▶ Written exercise A:
Using the profile of Dr Kenyon, mark each statement below yes or no and quote the words from the profile that settle it. (i) Dr Kenyon finished his PhD in 2013. (ii) His MSc came from the University of Northampton. (iii) He lectured in sport management at the University of Northampton from 2013 to 2014.
▶ Written exercise B:
Answer from the profile of Dr Kenyon:
(i) Which degree is he Programme Leader for?
(ii) In what month and year did he start his current role?
(iii) Which event does his work on the impacts and legacies of events specialize in?

## Start Source extract

Dr James Andrew (Jamie) Kenyon is a Senior Lecturer in Sport Management, and the current Programme Leader for the BSc Sport Management degree. Dr Kenyon graduated from Liverpool Hope University with a first class honours degree in Sport Development and Sport Studies in 2009 before completing an MSc degree in Research Methods with a focus on qualitative research in 2010 (also from Liverpool Hope University).

In 2010, Dr Kenyon joined the now-defunct Centre for Olympic Studies & Research (COS&R) based at the School of Sport, Exercise and Health Sciences at Loughborough University to undertake a fully-funded research studentship (PhD) in sport management and marketing, which he completed in 2013. While studying for his PhD, Dr Kenyon was also employed, part-time, at Liverpool Hope University as a lecturer in sport studies (focusing on introductory sport sociology and football studies), and at Loughborough University as a research assistant.

Between completing his PhD and starting his current role in the School of Sport, Exercise and Health Sciences at Loughborough University in August 2015, Dr Kenyon held positions as an assistant lecturer in sport management at Loughborough University (2013-2014) and as a lecturer in sport management at the University of Northampton (2014-2015).

Dr Kenyon's research is broadly concerned with the strategic marketing and management of sport events and organisations, spanning community-based organisations and events (e.g., third sector sport organisations and small-scale events) through to their international counterparts (e.g., NGSOs like the IOC, and mega-events like the Olympic Games), and specifically focuses on:

  1. Branding and relationship management in sport (specialising in football marketing)
  2. Managing community and volunteer sport organisations (CVSOs)
  3. The impacts and legacies of events (specialising in the Olympic Games)

## End Source extract
## Start Extracted records

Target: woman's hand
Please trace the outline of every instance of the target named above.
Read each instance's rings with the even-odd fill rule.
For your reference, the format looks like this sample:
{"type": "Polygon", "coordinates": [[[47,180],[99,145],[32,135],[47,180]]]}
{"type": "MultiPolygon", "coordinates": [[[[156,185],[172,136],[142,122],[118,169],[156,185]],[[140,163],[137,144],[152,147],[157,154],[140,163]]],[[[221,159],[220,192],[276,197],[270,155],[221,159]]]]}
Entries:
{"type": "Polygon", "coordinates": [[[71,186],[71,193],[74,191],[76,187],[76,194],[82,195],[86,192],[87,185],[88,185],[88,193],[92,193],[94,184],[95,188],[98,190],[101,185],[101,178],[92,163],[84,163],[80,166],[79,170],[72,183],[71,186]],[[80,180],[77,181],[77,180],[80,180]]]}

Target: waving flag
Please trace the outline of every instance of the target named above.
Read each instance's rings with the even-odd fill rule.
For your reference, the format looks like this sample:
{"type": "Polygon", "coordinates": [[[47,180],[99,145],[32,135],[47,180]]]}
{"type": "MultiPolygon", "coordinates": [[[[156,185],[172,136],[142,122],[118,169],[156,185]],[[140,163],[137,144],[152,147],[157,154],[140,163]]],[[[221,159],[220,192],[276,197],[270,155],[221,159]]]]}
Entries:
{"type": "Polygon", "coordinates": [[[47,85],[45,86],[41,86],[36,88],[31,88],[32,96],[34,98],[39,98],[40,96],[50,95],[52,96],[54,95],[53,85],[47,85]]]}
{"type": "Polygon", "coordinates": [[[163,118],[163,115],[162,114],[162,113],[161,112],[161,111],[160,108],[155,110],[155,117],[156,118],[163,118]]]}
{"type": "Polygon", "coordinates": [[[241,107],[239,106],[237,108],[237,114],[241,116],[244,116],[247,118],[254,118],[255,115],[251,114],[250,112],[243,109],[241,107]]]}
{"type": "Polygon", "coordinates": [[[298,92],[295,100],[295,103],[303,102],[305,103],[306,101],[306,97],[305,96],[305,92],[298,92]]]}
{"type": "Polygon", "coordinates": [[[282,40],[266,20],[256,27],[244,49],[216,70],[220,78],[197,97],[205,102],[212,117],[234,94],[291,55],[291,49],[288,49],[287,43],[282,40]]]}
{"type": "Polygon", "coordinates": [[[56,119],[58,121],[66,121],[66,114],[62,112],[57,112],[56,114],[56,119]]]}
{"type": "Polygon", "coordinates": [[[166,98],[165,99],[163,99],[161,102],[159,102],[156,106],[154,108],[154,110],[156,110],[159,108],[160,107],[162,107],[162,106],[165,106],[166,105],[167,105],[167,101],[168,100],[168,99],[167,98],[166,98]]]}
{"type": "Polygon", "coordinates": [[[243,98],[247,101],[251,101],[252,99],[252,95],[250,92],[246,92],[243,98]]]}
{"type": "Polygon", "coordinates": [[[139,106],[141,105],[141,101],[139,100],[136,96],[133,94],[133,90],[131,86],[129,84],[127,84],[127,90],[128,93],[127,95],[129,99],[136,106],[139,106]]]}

## End Extracted records

▶ Output A:
(i) Yes: "which he completed in 2013"
(ii) No: "(also from Liverpool Hope University)"
(iii) No: "as a lecturer in sport management at the University of Northampton (2014-2015)"

▶ Output B:
(i) The BSc Sport Management degree
(ii) August 2015
(iii) The Olympic Games